So, the foot thing.
I have been a starkly independent black woman since forever. I worked hard and ‘didn’t’ need a man. I cut my own grass, unclogged toilets, walked the dog, worked 2 jobs, trimmed hedges, moved furniture. Ha. I DID NOT need a man….and, I met some wonderful ones but I was so mean to them (this is a public apology to them all). I ruined a lot of relationships but no matter, I was happy to be alone. Better yet, in my later years, I was happy to be in relationships which were unfilling–nice but unfulfilling. I threw myself into my work, into soccer, into writing, into photography, into kung fu, into gardening, into jogging, into Netflix. I was happy. I thought that I really was.
I have often thought about how my childhood experiences shape my adult relationships with men. Yes, I had a tricky childhood–lots of people do. So tricky, in fact-that I’ve actually blocked a lot of it from my memory, as a coping mechanism, I guess. Yet, there are two people that serve as my memory from these difficult high school years-a girl and a guy and they each got me through some stuff– a whole lot of stuff. These are the 2 people with whom I can be totally and completely vulnerable. I can just be a wet noodle and let them take care of me: Stephanie and Larry (aka Foot). These are the friends that even though you don’t talk on a regular basis, you know and they know that there is a special place that can only be touched by them and with them.
I have spent many hours trying to track down both of these friends and they-me. Lots of near misses.Recently, I have reconnected with both of them but the subject of this blog is Foot.
I saw an advertisement in Essence once of a man and a woman sitting in adirondack chairs on a pier overlooking a body of water with the sunset in the background. I’ve always wanted this to be me and deep down inside, I thought that I could make it happen–find a guy, buy a chair, rent (I mean, buy) a place near the water and go for it. But being unyielding greatly lowers the prospect of this happening.
I reconnected with Foot by happenstance and instantly the high school turned mature 40 year old thing came flooding back. My prom date was back and my life changed in an instant. I am not the wet noodle that I was in high school but i’m not the rock that I was in my 20s and 30s. I’m yielding and flexible and open.
When I wrestled with the idea of starting a blog, I also wrestled with my public moniker. I went back and forth and really agonized over it–making lists again but then I realized that I am loved and it’s okay to say that publicly. Yep, I admit it. I want to be loved and I want to love fully. I’m still independent and a little bit mean (I use the word assertive now) but I am happy to be bound to someone who I know loves me and who I love right back. Yep, Footsgrl
As I was sitting in the hospital waiting room waiting for my dad’s never ending heart surgery to finish, who walks in (complete with work clothes on with a little grass here and there–must’ve been rushing from cutting the grass) but Foot (Larry) with a huge hug, words of encouragement and flowers. ahhhh, God is good and he keeps on blessing me.

## Given entries
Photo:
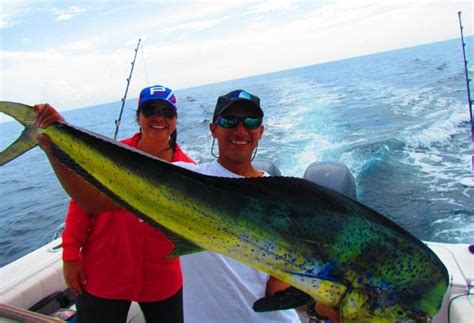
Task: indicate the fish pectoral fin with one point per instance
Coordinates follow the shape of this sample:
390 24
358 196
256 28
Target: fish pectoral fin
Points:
181 246
282 300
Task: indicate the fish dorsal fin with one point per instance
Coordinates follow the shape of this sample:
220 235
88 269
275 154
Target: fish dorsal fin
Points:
181 246
282 300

## Exercise tasks
1. Decide whether each statement agrees with the blog post. Answer yes or no for each, and quote the deciding words of the blog post.
(a) The writer reconnected with Foot by chance.
(b) The advertisement the writer describes appeared in Essence.
(c) Foot came to the hospital waiting room during the writer's mother's surgery.
2. From the blog post, extract the passage from "So, the foot" up to and including "I really was.", copying it word for word.

## Answers given
1.
(a) Yes: "I reconnected with Foot by happenstance"
(b) Yes: "I saw an advertisement in Essence once"
(c) No: "waiting for my dad’s never ending heart surgery to finish"

2.
So, the foot thing.
I have been a starkly independent black woman since forever. I worked hard and ‘didn’t’ need a man. I cut my own grass, unclogged toilets, walked the dog, worked 2 jobs, trimmed hedges, moved furniture. Ha. I DID NOT need a man….and, I met some wonderful ones but I was so mean to them (this is a public apology to them all). I ruined a lot of relationships but no matter, I was happy to be alone. Better yet, in my later years, I was happy to be in relationships which were unfilling–nice but unfulfilling. I threw myself into my work, into soccer, into writing, into photography, into kung fu, into gardening, into jogging, into Netflix. I was happy. I thought that I really was.